--- Data lines ---

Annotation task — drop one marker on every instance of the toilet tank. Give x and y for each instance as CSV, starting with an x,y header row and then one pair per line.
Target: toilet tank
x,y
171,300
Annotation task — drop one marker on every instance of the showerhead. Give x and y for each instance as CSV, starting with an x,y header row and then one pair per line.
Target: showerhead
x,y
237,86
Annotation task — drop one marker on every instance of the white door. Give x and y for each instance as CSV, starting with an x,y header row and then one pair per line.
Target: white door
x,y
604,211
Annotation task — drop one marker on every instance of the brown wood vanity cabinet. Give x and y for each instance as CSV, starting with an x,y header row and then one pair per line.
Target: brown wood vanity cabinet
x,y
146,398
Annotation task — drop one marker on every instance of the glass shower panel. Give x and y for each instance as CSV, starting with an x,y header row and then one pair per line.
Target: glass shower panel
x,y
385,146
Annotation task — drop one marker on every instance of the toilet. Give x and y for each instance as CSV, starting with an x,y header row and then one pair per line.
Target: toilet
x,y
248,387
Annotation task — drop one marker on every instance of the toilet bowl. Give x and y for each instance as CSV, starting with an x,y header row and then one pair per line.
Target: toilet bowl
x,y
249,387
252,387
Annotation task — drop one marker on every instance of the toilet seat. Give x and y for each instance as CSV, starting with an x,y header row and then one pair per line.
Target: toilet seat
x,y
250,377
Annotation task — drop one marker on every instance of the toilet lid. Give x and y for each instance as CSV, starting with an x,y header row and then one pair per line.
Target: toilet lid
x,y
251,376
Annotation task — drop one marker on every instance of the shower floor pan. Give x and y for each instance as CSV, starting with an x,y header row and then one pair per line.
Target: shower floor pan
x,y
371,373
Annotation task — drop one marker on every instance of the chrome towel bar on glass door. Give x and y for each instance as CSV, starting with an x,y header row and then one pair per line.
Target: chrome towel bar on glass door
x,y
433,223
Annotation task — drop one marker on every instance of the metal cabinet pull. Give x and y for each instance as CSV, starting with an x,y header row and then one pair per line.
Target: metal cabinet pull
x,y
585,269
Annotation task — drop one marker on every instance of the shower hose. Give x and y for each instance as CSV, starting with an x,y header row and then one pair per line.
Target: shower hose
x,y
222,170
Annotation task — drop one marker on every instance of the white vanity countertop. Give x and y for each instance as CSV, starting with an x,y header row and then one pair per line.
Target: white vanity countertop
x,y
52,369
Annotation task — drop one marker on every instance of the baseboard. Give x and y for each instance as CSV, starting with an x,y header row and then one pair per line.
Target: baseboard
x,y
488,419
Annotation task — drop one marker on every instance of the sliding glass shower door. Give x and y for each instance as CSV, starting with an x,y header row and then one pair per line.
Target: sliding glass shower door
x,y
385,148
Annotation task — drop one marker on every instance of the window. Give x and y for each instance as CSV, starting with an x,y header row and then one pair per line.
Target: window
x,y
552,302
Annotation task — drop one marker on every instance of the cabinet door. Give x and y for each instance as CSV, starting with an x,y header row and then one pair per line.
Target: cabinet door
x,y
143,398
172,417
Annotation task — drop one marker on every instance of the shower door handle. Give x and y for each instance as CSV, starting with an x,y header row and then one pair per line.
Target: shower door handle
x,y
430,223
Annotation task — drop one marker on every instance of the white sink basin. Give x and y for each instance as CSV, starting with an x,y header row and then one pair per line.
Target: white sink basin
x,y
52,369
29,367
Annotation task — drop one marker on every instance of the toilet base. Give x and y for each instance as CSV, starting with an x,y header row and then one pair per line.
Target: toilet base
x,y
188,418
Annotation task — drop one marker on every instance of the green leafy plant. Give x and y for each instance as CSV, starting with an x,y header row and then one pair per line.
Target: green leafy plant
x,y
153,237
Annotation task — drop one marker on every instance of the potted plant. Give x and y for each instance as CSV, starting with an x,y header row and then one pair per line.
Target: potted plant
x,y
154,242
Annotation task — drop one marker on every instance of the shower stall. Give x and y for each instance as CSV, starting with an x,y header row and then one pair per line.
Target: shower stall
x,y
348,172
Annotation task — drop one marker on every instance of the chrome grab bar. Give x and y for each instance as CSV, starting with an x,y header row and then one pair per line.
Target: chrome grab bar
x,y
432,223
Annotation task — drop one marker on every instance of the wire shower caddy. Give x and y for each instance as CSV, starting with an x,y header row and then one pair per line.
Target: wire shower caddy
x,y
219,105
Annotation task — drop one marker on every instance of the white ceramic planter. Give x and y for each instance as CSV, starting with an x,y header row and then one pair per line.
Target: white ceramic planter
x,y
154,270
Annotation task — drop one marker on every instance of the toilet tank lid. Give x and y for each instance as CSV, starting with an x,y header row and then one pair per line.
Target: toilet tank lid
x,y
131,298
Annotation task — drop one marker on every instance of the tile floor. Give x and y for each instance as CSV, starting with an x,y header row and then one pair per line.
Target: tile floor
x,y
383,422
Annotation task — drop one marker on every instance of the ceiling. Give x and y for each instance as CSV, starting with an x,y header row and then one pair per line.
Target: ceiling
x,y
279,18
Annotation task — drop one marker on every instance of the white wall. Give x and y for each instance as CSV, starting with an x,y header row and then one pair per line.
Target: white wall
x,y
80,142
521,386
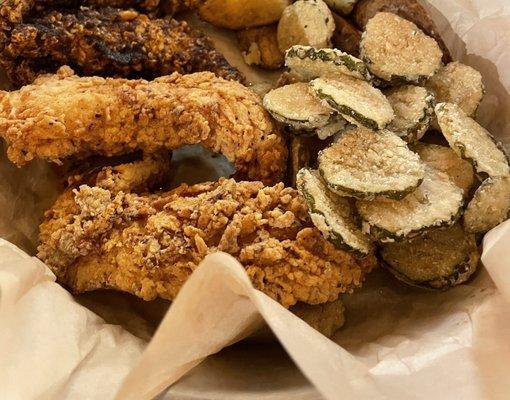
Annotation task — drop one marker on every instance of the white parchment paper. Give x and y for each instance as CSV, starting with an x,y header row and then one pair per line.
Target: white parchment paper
x,y
398,343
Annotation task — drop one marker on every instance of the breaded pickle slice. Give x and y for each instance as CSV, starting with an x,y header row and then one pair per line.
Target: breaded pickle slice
x,y
333,215
437,202
459,84
367,164
297,105
439,259
356,100
471,141
413,107
446,160
310,63
396,50
489,207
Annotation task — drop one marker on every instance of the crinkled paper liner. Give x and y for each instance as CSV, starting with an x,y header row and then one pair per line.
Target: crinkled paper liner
x,y
398,343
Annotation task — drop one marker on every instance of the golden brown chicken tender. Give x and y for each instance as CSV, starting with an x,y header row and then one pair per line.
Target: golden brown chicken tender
x,y
63,115
148,245
107,42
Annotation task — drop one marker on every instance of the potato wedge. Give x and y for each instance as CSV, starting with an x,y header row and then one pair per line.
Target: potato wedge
x,y
235,14
306,22
459,84
411,10
259,47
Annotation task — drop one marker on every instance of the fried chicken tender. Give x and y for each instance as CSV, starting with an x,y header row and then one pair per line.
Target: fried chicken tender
x,y
140,176
166,7
148,245
108,42
63,115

---

# To do:
Can you format every line above as a JSON list of strings, one string per line, with blank lines dropped and the pictures left out?

# Solution for this exercise:
[
  "Annotation task — drop one marker on every instance of the toilet tank. Give x and y for each instance as CSV, starting with an x,y header row and then one pair per line.",
  "Target: toilet tank",
  "x,y",
  "171,300",
  "Annotation task — drop one marker on every instance of the showerhead. Give x and y for each instance as CSV, starting with an x,y header row and then one pair per line.",
  "Target: showerhead",
  "x,y",
  "237,86",
  "Annotation task — drop one marker on every instance of the white door. Give x and y for each instance as CSV, starting with an x,y header row and then one pair per line.",
  "Target: white door",
  "x,y",
  "604,211",
  "Annotation task — drop one marker on every instance of the brown wood vanity cabinet. Give x and y for each instance as CSV, starting with an x,y header row and then one pair per line.",
  "Target: brown wood vanity cabinet",
  "x,y",
  "146,398",
  "Annotation task — drop one marker on every instance of the glass shower panel. Give x and y for each instance as CSV, starting with an x,y header row and then one pair per line.",
  "Target: glass shower panel",
  "x,y",
  "385,146",
  "Annotation task — drop one marker on every instance of the toilet. Give x and y for each instance as CSV, starting with an x,y header row and then one pair per line.",
  "Target: toilet",
  "x,y",
  "248,387",
  "Annotation task — drop one marker on every instance of the toilet bowl. Give x and y for each instance as CSV, starting with an x,y header row and then one pair per line.",
  "Target: toilet bowl",
  "x,y",
  "249,387",
  "252,387",
  "Annotation task — drop one marker on every instance of the toilet seat. Give x and y for each instance as CSV, starting with an x,y header row and then one pair per line.",
  "Target: toilet seat",
  "x,y",
  "250,377",
  "Annotation task — drop one marker on every instance of the toilet lid. Give x and y for each instance as CSV, starting with an x,y header row and then one pair per line.",
  "Target: toilet lid",
  "x,y",
  "251,376",
  "Annotation task — drop one marker on every instance of the shower floor pan. Give x and y for each instance as CSV, starting with an x,y header row and then one pair per line.",
  "Target: shower floor pan",
  "x,y",
  "371,373",
  "Annotation task — drop one marker on every instance of the chrome towel bar on glass door. Give x and y for each instance as CSV, starting with an x,y header row and then one pair per line.",
  "Target: chrome towel bar on glass door",
  "x,y",
  "433,223",
  "Annotation task — drop one marker on every instance of the metal cabinet pull. Give x and y for each instance as CSV, starting with an x,y header row and then one pair per line.",
  "Target: metal cabinet pull",
  "x,y",
  "585,269",
  "Annotation task — drop one marker on every instance of the shower hose. Give x and y for each instance as CSV, starting with an x,y header row and then one pair per line.",
  "Target: shower hose",
  "x,y",
  "222,170",
  "Annotation task — drop one marker on every instance of the white vanity countertop. Give x and y for each instance as CSV, starting with an x,y header row and then one pair per line.",
  "Target: white vanity countertop",
  "x,y",
  "52,369",
  "Annotation task — drop one marker on every instance of the baseboard. Give x and y for each instance as CSV, starting with an x,y header row and then one pair per line.",
  "Target: baseboard",
  "x,y",
  "488,419",
  "Annotation task — drop one marker on every instance of the sliding glass shower door. Give x and y for each instance as CSV, starting with an x,y header row and then one pair per line.",
  "Target: sliding glass shower door",
  "x,y",
  "385,148",
  "Annotation task — drop one marker on every instance of the window. Give x and y for each instance as CSV, starting with an x,y header row and then one pair per line.",
  "Target: window",
  "x,y",
  "552,302",
  "Annotation task — drop one marker on every instance of the cabinet door. Give x and y for each instance as CSV, starting with an x,y header row and then one pair per line.",
  "Target: cabinet door",
  "x,y",
  "143,398",
  "172,417",
  "Annotation task — drop one marker on every instance of the shower door handle. Give x and y for each instance as CSV, starting with an x,y header row and then one pair per line.",
  "Target: shower door handle",
  "x,y",
  "430,223",
  "Annotation task — drop one marker on every instance of the white sink basin. Give x and y for each instance as CSV, starting with an x,y header row and then one pair per line.",
  "Target: white sink basin",
  "x,y",
  "52,369",
  "29,367",
  "Annotation task — drop one marker on every instance of the toilet base. Give x and y for each instance as CSV, starting with an x,y header row and then one pair per line.",
  "Target: toilet base",
  "x,y",
  "188,418",
  "Annotation task — drop one marker on every instance of the green leafy plant. Give x and y for each instance as CSV, starting with an x,y header row and then one pair per line.",
  "Target: green leafy plant",
  "x,y",
  "153,237",
  "Annotation task — drop one marker on every instance of the potted plant. Give x and y for each instance as CSV, starting with an x,y header row and then one pair per line.",
  "Target: potted plant",
  "x,y",
  "154,242",
  "Annotation task — drop one marker on every instance of the shower stall. Give x and y for each instance as CSV, starting with an x,y header row and then one pair per line.",
  "Target: shower stall",
  "x,y",
  "348,172",
  "Annotation task — drop one marker on every instance of the chrome grab bar. Give x and y for each instance as CSV, starting with an x,y header row and then one pair per line.",
  "Target: chrome grab bar",
  "x,y",
  "432,223",
  "Annotation task — drop one marker on every instance of the wire shower caddy. Give x and y for each instance as CSV, starting with an x,y header row and then one pair per line.",
  "Target: wire shower caddy",
  "x,y",
  "219,105",
  "Annotation task — drop one marker on every instance of the white ceramic planter. Give x and y for each instance as CSV, starting with an x,y header row and then one pair per line.",
  "Target: white ceramic planter",
  "x,y",
  "154,270",
  "Annotation task — drop one marker on every instance of the toilet tank lid. Give x and y for each instance as CSV, starting with an x,y header row and then one pair per line.",
  "Target: toilet tank lid",
  "x,y",
  "131,298",
  "Annotation task — drop one marker on every instance of the tile floor. Give x and y for each instance as CSV, starting with an x,y header row and then one pair per line.",
  "Target: tile floor",
  "x,y",
  "383,422",
  "Annotation task — drop one marker on every instance of the ceiling. Give x and y for each instance as CSV, starting with an x,y header row and then one pair per line.",
  "Target: ceiling",
  "x,y",
  "279,18",
  "Annotation task — drop one marker on every instance of the white wall. Give x and y for each instance as CSV, starting with an x,y header row and then one pair per line.",
  "Target: white wall",
  "x,y",
  "80,142",
  "521,386",
  "Annotation task — drop one marker on every instance of the white parchment paper. Give x and y for each instance as CSV, starting with an x,y header row and then one pair per line.",
  "Target: white parchment paper",
  "x,y",
  "398,343",
  "Annotation task — drop one marker on every instance of the breaded pickle slice. Give x and y for each instance as CSV, starting with an x,y header row and then one pair per line.",
  "Target: breaded pickle slice",
  "x,y",
  "333,215",
  "437,202",
  "459,84",
  "367,164",
  "297,105",
  "439,259",
  "356,100",
  "471,141",
  "413,107",
  "446,160",
  "310,63",
  "396,50",
  "489,207",
  "Annotation task — drop one marker on every instance of the crinkled paper liner. Give x and y for each instance as CSV, starting with an x,y header row and then one pair per line.",
  "Target: crinkled paper liner",
  "x,y",
  "398,343",
  "Annotation task — drop one marker on every instance of the golden brown chicken tender. Give x and y for each instance as CSV, starting with an x,y header row and then one pair per line.",
  "Target: golden brown chicken tender",
  "x,y",
  "63,115",
  "148,245",
  "107,42",
  "Annotation task — drop one marker on every instance of the potato wedge. Give x and y for each instance as CSV, starting with an x,y header row and then one pair per line.",
  "Target: potato wedge",
  "x,y",
  "235,14",
  "306,22",
  "459,84",
  "411,10",
  "259,47",
  "Annotation task — drop one marker on every instance of the fried chicken tender. Give x and y for each instance as CSV, starting with an x,y header row and then one pair per line.",
  "Target: fried chicken tender",
  "x,y",
  "140,176",
  "166,7",
  "148,245",
  "108,42",
  "63,115"
]